> _Work to complete_:
Reproduce the listing below word for word, leaving out the pictures.

## Start Records to use

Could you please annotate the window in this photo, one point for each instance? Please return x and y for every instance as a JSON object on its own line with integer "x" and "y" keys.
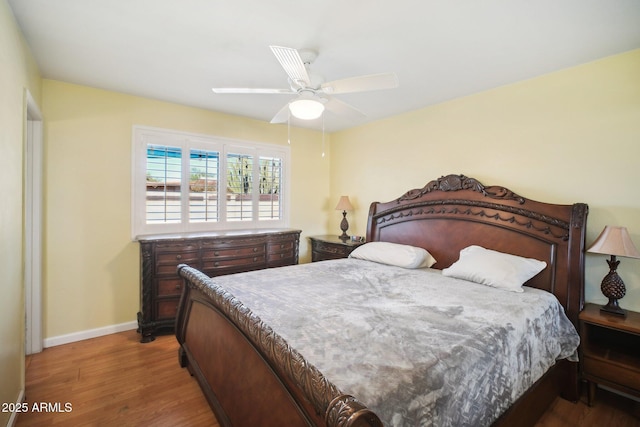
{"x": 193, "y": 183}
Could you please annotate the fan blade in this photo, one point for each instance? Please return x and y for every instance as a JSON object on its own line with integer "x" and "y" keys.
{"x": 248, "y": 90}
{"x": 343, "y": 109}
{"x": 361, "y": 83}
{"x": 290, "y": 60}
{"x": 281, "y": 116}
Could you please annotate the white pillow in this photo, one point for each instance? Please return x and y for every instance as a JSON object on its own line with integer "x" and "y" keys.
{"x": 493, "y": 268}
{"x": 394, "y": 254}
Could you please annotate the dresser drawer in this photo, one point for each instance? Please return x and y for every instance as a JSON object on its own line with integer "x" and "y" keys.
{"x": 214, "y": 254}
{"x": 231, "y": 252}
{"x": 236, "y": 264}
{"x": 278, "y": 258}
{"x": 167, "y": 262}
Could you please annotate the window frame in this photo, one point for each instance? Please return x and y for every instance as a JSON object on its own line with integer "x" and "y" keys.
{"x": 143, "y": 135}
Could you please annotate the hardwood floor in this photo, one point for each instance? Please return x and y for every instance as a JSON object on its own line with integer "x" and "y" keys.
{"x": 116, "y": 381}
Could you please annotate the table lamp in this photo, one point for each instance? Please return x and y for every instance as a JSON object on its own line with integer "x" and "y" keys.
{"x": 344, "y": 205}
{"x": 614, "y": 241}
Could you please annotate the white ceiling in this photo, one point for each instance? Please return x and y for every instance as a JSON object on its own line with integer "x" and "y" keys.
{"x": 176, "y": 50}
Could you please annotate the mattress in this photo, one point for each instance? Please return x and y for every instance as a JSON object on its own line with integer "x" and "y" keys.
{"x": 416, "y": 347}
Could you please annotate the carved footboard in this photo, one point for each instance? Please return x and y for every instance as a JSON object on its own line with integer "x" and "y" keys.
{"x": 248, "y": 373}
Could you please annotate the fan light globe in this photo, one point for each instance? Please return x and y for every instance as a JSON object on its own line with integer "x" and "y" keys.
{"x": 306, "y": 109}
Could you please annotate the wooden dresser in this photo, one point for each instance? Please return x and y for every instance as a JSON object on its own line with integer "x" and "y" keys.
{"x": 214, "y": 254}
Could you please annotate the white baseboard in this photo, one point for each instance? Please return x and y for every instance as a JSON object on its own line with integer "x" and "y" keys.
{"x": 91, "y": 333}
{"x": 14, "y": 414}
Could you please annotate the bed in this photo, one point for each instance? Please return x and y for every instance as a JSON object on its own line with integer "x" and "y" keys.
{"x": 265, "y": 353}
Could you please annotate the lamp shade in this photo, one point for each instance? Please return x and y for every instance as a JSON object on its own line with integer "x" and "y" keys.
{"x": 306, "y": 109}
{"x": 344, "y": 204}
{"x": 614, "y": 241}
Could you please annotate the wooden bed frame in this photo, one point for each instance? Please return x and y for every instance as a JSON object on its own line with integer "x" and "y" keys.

## End Records to use

> _Solution to the problem_:
Could you please annotate the window in this photo, one point for each instance? Please return x and y for every instance as a JSON object on its own line with integer "x" and "y" keys.
{"x": 193, "y": 183}
Could you please annotate the fan blade in this photo, one point for each instance? Please return x and y for every instance as a JSON object on its own line with integer "x" and "y" keys.
{"x": 248, "y": 90}
{"x": 343, "y": 109}
{"x": 361, "y": 83}
{"x": 290, "y": 60}
{"x": 281, "y": 116}
Could you please annotate the white pillow in this photo, one point for each instance? Please return x and y for every instance as a JSON object on its own line with integer "x" and "y" keys.
{"x": 493, "y": 268}
{"x": 394, "y": 254}
Could you please annotate the dresser drawer in this photo, one point for each instance? Please return x and y for every instance as a JSON object on its own line with integer "x" and "y" keys.
{"x": 214, "y": 254}
{"x": 231, "y": 252}
{"x": 236, "y": 264}
{"x": 278, "y": 258}
{"x": 167, "y": 262}
Could you please annotate the window frame in this photo, one point for each instance? Please return x and y for every instance as a JSON object on its own line with integer "x" and "y" keys.
{"x": 143, "y": 135}
Could you please annotate the hardwood floor in this photo, one point for each instance? Please return x and y for every instance as a JSON object on its own line with integer "x" and "y" keys.
{"x": 116, "y": 381}
Could you please annotate the table lamp in this photo, one point for each instance? Please return x and y for every instance as a JSON object on its own line with integer "x" and "y" keys.
{"x": 344, "y": 205}
{"x": 614, "y": 241}
Could you please annotate the white ceiling in this photo, one point for each instance? Please return x and y for every instance as a JSON object on its own line with integer "x" and "y" keys.
{"x": 176, "y": 50}
Could you please annotate the mattress in this photo, one point for each instance? Please return x and y for every instance as a JSON object on its own line with integer "x" and "y" keys.
{"x": 416, "y": 347}
Could you please annotate the carved footboard in this photo, one point for each instance? Please return x and y for every instance as a JSON object on its own line with integer "x" and "y" keys.
{"x": 248, "y": 373}
Could you please annotate the fan light globe in this photo, one point for each instance? Please return x and y for every instance as a JSON object on its own line with integer "x" and "y" keys.
{"x": 306, "y": 109}
Could you please annotate the wooden dresser in this photo, one point for each instance? Please return x and y for every instance as a JSON object on its own line with integer "x" and "y" keys.
{"x": 214, "y": 254}
Could you please annotate the white baseboard in this photo, one point for each instance? Please return x and y for every instance as a JSON object on its own line with integer "x" and "y" keys.
{"x": 91, "y": 333}
{"x": 14, "y": 414}
Could you please annotate the bed in this photo, one point for each instance? Please return x and y for every instance as a JSON object on its own line with integer "x" and "y" keys.
{"x": 265, "y": 353}
Could you please annotate the lamp shade in this photo, one point for each instance? Please return x and y for every instance as a JSON object on its own line with integer "x" and "y" keys.
{"x": 306, "y": 109}
{"x": 344, "y": 204}
{"x": 614, "y": 241}
Could you please annotate the wooden bed frame in this photo, one point for each instance? Please return x and y for every instance as a JSON object on its own line with integer "x" and "y" keys.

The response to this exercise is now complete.